(Saved entries)
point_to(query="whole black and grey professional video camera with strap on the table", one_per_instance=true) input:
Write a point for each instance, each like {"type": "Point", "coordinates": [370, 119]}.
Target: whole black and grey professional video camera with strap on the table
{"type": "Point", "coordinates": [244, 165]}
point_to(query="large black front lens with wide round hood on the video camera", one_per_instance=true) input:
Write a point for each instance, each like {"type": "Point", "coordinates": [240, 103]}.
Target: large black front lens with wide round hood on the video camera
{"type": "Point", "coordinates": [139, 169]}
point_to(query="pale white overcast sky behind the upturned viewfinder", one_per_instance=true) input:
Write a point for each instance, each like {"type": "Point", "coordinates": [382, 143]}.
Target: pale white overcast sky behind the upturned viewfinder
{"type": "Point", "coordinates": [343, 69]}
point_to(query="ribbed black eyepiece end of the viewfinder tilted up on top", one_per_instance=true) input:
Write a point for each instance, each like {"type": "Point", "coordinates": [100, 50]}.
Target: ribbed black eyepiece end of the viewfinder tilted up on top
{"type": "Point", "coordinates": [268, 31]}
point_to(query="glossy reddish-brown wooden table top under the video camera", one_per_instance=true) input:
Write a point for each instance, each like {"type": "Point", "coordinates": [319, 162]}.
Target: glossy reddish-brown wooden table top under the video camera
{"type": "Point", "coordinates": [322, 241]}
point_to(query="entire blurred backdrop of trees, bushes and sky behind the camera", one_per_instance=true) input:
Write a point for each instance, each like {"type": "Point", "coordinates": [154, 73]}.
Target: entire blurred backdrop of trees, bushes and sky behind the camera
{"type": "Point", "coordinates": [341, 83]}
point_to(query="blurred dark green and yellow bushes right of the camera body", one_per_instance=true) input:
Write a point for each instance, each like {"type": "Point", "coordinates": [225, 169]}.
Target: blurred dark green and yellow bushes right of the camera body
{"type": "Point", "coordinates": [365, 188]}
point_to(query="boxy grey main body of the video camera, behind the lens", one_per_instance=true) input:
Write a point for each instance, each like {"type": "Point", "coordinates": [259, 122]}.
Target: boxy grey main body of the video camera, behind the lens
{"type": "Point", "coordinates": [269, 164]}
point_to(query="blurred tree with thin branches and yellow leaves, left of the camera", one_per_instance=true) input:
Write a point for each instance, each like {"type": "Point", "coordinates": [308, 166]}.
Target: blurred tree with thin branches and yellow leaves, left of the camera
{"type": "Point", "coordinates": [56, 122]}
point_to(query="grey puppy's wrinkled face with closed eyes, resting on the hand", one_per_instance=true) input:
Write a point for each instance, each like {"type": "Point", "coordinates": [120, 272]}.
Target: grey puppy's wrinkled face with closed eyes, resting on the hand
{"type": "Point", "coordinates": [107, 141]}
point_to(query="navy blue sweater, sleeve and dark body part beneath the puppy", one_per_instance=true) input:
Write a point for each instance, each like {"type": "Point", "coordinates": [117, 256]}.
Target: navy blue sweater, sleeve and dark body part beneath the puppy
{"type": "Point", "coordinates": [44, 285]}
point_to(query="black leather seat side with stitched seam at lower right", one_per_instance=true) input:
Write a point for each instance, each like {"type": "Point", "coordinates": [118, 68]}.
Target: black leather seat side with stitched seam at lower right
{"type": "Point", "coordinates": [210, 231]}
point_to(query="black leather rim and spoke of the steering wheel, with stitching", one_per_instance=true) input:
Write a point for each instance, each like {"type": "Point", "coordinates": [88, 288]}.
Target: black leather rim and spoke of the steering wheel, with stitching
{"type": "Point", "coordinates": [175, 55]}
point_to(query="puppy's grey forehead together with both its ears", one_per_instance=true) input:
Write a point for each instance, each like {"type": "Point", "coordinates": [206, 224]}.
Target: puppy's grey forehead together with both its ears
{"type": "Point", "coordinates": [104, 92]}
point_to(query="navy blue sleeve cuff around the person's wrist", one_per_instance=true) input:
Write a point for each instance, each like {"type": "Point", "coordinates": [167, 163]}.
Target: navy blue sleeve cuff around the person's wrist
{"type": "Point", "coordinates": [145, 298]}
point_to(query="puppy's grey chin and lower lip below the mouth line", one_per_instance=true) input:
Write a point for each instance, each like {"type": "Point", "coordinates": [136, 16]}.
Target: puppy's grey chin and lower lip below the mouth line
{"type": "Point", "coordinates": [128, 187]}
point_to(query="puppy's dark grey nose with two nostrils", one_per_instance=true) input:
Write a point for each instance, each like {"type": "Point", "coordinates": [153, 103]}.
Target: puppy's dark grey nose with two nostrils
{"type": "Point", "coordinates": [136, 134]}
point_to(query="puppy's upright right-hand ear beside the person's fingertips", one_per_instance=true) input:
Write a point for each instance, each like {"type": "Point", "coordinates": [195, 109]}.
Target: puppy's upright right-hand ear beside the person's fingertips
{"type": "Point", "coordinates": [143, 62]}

Task to carry out
Line by line, write out the records above exactly.

Reply
point_to(query="whole black and grey professional video camera with strap on the table", one_per_instance=true) input:
Write a point for each instance, each like {"type": "Point", "coordinates": [370, 119]}.
Target: whole black and grey professional video camera with strap on the table
{"type": "Point", "coordinates": [244, 165]}
point_to(query="large black front lens with wide round hood on the video camera", one_per_instance=true) input:
Write a point for each instance, each like {"type": "Point", "coordinates": [240, 103]}.
Target: large black front lens with wide round hood on the video camera
{"type": "Point", "coordinates": [139, 169]}
point_to(query="pale white overcast sky behind the upturned viewfinder", one_per_instance=true) input:
Write a point for each instance, each like {"type": "Point", "coordinates": [382, 143]}.
Target: pale white overcast sky behind the upturned viewfinder
{"type": "Point", "coordinates": [343, 69]}
point_to(query="ribbed black eyepiece end of the viewfinder tilted up on top", one_per_instance=true) input:
Write a point for each instance, each like {"type": "Point", "coordinates": [100, 50]}.
Target: ribbed black eyepiece end of the viewfinder tilted up on top
{"type": "Point", "coordinates": [268, 31]}
point_to(query="glossy reddish-brown wooden table top under the video camera", one_per_instance=true) input:
Write a point for each instance, each like {"type": "Point", "coordinates": [319, 162]}.
Target: glossy reddish-brown wooden table top under the video camera
{"type": "Point", "coordinates": [322, 241]}
point_to(query="entire blurred backdrop of trees, bushes and sky behind the camera", one_per_instance=true) input:
Write a point for each instance, each like {"type": "Point", "coordinates": [154, 73]}.
Target: entire blurred backdrop of trees, bushes and sky behind the camera
{"type": "Point", "coordinates": [341, 83]}
point_to(query="blurred dark green and yellow bushes right of the camera body", one_per_instance=true) input:
Write a point for each instance, each like {"type": "Point", "coordinates": [225, 169]}.
Target: blurred dark green and yellow bushes right of the camera body
{"type": "Point", "coordinates": [365, 188]}
point_to(query="boxy grey main body of the video camera, behind the lens", one_per_instance=true) input:
Write a point for each instance, each like {"type": "Point", "coordinates": [259, 122]}.
Target: boxy grey main body of the video camera, behind the lens
{"type": "Point", "coordinates": [269, 164]}
point_to(query="blurred tree with thin branches and yellow leaves, left of the camera", one_per_instance=true) input:
Write a point for each instance, each like {"type": "Point", "coordinates": [308, 166]}.
Target: blurred tree with thin branches and yellow leaves, left of the camera
{"type": "Point", "coordinates": [56, 122]}
point_to(query="grey puppy's wrinkled face with closed eyes, resting on the hand", one_per_instance=true) input:
Write a point for each instance, each like {"type": "Point", "coordinates": [120, 272]}.
Target: grey puppy's wrinkled face with closed eyes, resting on the hand
{"type": "Point", "coordinates": [107, 141]}
point_to(query="navy blue sweater, sleeve and dark body part beneath the puppy", one_per_instance=true) input:
Write a point for each instance, each like {"type": "Point", "coordinates": [117, 256]}.
Target: navy blue sweater, sleeve and dark body part beneath the puppy
{"type": "Point", "coordinates": [44, 285]}
point_to(query="black leather seat side with stitched seam at lower right", one_per_instance=true) input:
Write a point for each instance, each like {"type": "Point", "coordinates": [118, 68]}.
Target: black leather seat side with stitched seam at lower right
{"type": "Point", "coordinates": [210, 231]}
point_to(query="black leather rim and spoke of the steering wheel, with stitching", one_per_instance=true) input:
Write a point for each instance, each like {"type": "Point", "coordinates": [88, 288]}.
Target: black leather rim and spoke of the steering wheel, with stitching
{"type": "Point", "coordinates": [175, 55]}
point_to(query="puppy's grey forehead together with both its ears", one_per_instance=true) input:
Write a point for each instance, each like {"type": "Point", "coordinates": [206, 224]}.
Target: puppy's grey forehead together with both its ears
{"type": "Point", "coordinates": [104, 92]}
point_to(query="navy blue sleeve cuff around the person's wrist", one_per_instance=true) input:
Write a point for each instance, each like {"type": "Point", "coordinates": [167, 163]}.
Target: navy blue sleeve cuff around the person's wrist
{"type": "Point", "coordinates": [145, 298]}
point_to(query="puppy's grey chin and lower lip below the mouth line", one_per_instance=true) input:
Write a point for each instance, each like {"type": "Point", "coordinates": [136, 16]}.
Target: puppy's grey chin and lower lip below the mouth line
{"type": "Point", "coordinates": [128, 187]}
point_to(query="puppy's dark grey nose with two nostrils", one_per_instance=true) input:
Write a point for each instance, each like {"type": "Point", "coordinates": [153, 103]}.
Target: puppy's dark grey nose with two nostrils
{"type": "Point", "coordinates": [136, 134]}
point_to(query="puppy's upright right-hand ear beside the person's fingertips", one_per_instance=true) input:
Write a point for each instance, each like {"type": "Point", "coordinates": [195, 109]}.
Target: puppy's upright right-hand ear beside the person's fingertips
{"type": "Point", "coordinates": [143, 62]}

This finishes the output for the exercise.